#### Your objective
Word for word, the data below must be repeated in full; no picture is to be included.

==== Supplied material ====

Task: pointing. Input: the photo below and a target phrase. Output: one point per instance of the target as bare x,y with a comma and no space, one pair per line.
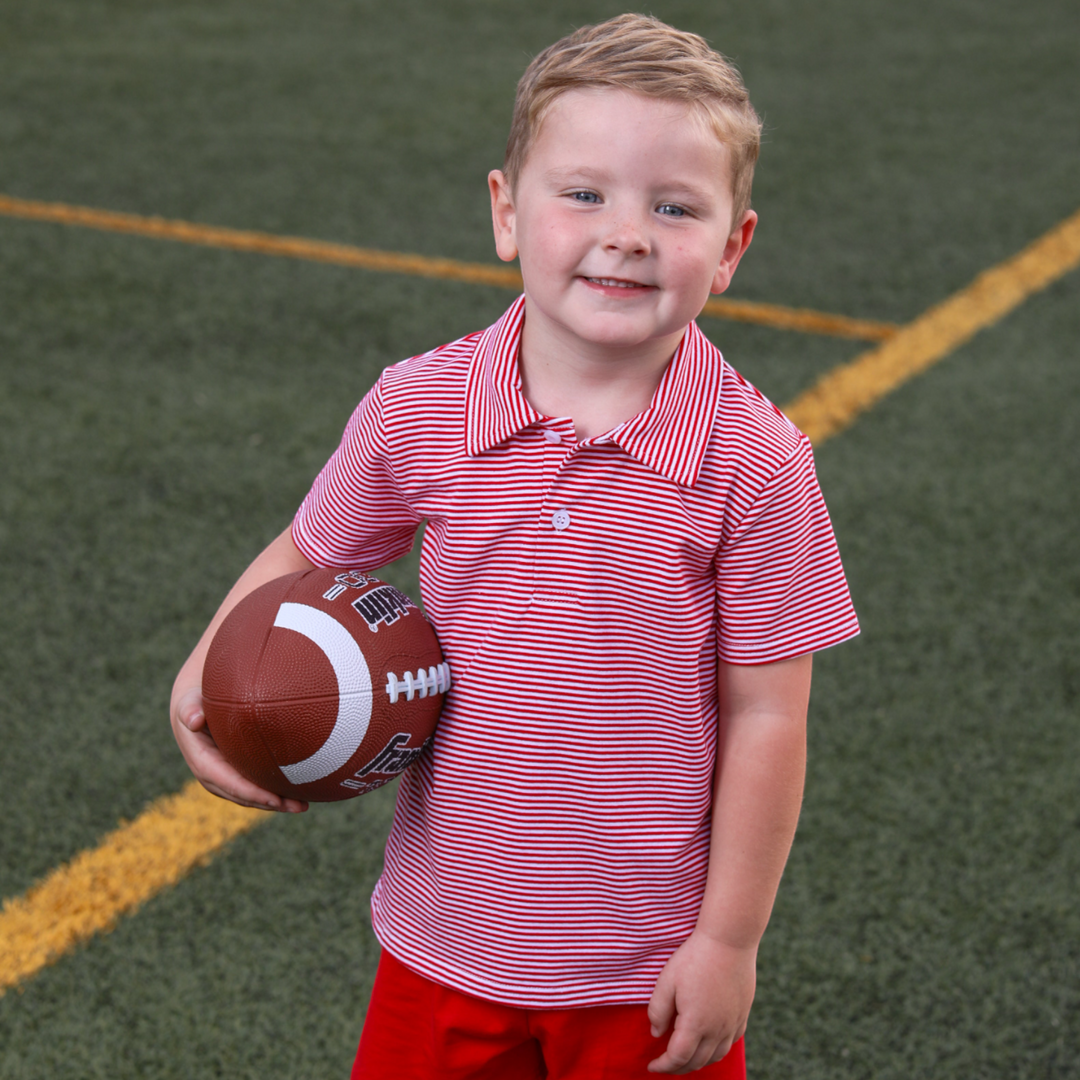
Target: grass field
164,408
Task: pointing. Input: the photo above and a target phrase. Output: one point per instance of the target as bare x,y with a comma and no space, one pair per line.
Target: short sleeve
356,514
781,590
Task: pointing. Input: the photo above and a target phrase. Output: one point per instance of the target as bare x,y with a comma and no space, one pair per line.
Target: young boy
629,565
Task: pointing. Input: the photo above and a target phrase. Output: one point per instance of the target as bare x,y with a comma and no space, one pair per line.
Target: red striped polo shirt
551,849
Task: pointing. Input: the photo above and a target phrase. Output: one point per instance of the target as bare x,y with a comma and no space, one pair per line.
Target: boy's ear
733,251
502,215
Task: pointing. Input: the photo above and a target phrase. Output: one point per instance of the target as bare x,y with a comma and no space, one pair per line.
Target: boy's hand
208,765
707,987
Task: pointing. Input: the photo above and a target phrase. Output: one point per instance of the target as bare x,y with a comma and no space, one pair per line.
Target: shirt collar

====

#### Answer to this task
Task: pointing. Input: the photo below and a target phrase. Output: one point per instance of the target as bare x,y with a comma and no space, one pair per line.
Target: grass field
164,408
Task: pointing. Input: the photo above and a target phrase. Output: one point per instance of the target as bare x,y with a comma and no space, one pair per line.
Target: short sleeve
356,514
781,590
Task: pointing. Input: the photo above and a target phrase. Output: one point per instance of the target as bare x,y with a comma and no space, one pair per line.
Target: young boy
629,565
Task: pointing. Input: the photo above and a target phrase. Output: one point per instance of the target as bare x,y with a comma and no space, one pair per line.
Target: red striped polo shirt
551,849
Task: pointing. Input: the photo above and a target phrase. Output: one point per instance of the target as bare x,y with a comma and no space, one pair per line.
Target: boy's ear
733,251
502,215
Task: pointing. Input: the photo above and a target phrase. Output: one point per instance of the target as bare x,y with a comma and no space, one pair per line.
Target: boy's hand
208,765
707,987
Task: pointing. Input: the photo above and a target phrase. Output: one point per instance of the target as bare x,y with a comma and no space, one pair per line.
Target: shirt collar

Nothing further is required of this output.